*TEXT EXCERPT*:
--*--
I knew that, going in. You can't live through your kids. I guess it hits different now. Grief again. Smaller, lighter. Happier grief, really. Because I did it. I created these children and I raised them and I did not abuse them and their lives are good. They are so solid, so secure, so strong, so free. They have their struggles. But they are not traumatized.

I'm still traumatized. I'm healed and still healing. I'm strong and getting stronger. I'm happy and can get happier. When I feel at a loss lately I have to remember that I have what I need. I have the intense focus, the power, the creativity, to make a life worth living. I just need to turn all of that full force on myself again. And I have the knowing of how easy it can be, to follow my instincts, to be part of something bigger than me, to allow something more than All of Me to arrive.

It feels harder to change at my age, but I also have wisdom, strength, security I didn't have twenty years ago when I last really considered myself. When I rode the train to take belly dance class with strippers in Manhattan, to get over my frozen shame. When I rode a plane to Europe and sat in cathedrals, to get over my rage. When I drove to California to see the whales, to find a father figure in the sea. Who taught reading in the projects, who rehabbed animals, who walked next to the horse that killed a man? Who was that girl who did these wild and delicious things, who made of her life some kind of art, some kind of interactive installation, a modern mashup, of whales and cathedrals and jingling coin belts?

The kids still need me. I can't jet off to Paris yet. But I can start to imagine, feel differently, explore. If I get five more years, ten more years, twenty more years. What shape would I want to make that life? What outside of myself might I give to? What last few marks might I make? What would be organic? What would be real? What would be All of Me? These are not the questions of a traumatized person living in survival mode. These are the questions only available to those who are safe, who have some resources, who have some peace and sanity. And that's me, too.
--*--
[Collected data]
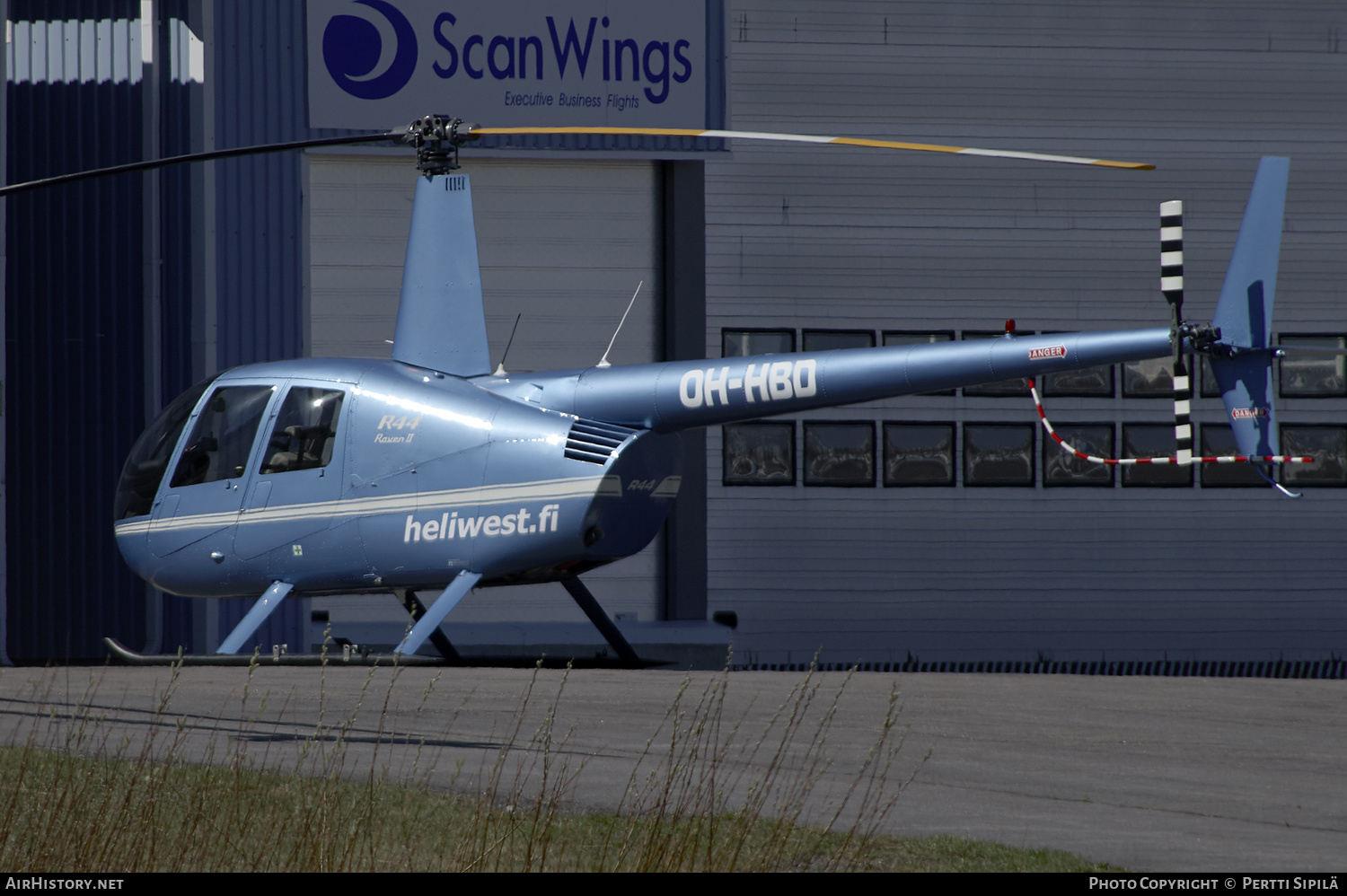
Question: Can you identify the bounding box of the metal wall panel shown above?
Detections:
[708,0,1347,663]
[4,0,145,662]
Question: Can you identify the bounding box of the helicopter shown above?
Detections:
[0,116,1311,664]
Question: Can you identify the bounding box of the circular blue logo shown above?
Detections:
[323,0,417,100]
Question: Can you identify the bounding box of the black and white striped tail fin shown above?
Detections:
[1160,199,1193,463]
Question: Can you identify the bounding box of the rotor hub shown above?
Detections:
[404,115,479,177]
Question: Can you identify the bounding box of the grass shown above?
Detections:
[0,654,1121,872]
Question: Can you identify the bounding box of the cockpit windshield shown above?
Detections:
[113,374,218,520]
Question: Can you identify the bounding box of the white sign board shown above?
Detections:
[309,0,706,129]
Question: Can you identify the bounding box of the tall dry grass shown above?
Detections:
[0,646,924,872]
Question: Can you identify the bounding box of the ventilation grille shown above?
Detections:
[566,420,638,465]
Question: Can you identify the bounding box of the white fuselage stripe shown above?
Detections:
[115,476,603,535]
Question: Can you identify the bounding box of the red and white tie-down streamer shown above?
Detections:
[1029,376,1315,466]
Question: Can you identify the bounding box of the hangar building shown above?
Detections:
[0,0,1347,673]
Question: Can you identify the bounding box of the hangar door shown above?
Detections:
[307,154,663,622]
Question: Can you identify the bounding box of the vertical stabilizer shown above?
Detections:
[1211,156,1290,349]
[393,172,492,376]
[1211,158,1290,476]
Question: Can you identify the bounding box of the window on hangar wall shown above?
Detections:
[805,420,875,488]
[964,423,1037,485]
[1043,423,1115,488]
[721,420,795,485]
[1279,426,1347,488]
[803,330,875,352]
[1122,423,1193,488]
[884,423,954,487]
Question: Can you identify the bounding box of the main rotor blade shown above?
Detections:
[0,131,407,197]
[471,128,1156,171]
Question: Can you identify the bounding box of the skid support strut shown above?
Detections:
[393,570,482,654]
[216,582,294,654]
[393,587,463,665]
[562,575,641,665]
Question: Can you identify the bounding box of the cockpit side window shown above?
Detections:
[113,376,216,520]
[170,385,277,488]
[261,385,345,473]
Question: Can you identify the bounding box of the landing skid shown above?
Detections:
[102,637,665,668]
[102,573,652,668]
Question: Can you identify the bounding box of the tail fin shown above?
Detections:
[1211,156,1290,471]
[393,172,492,376]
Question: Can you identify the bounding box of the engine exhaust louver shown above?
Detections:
[566,420,638,465]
--*--
*ASSIGNED TASK*: In the reflection on parenting and healing, why did the writer drive to California?

*YOUR SOLUTION*: To see the whales and to find a father figure in the sea.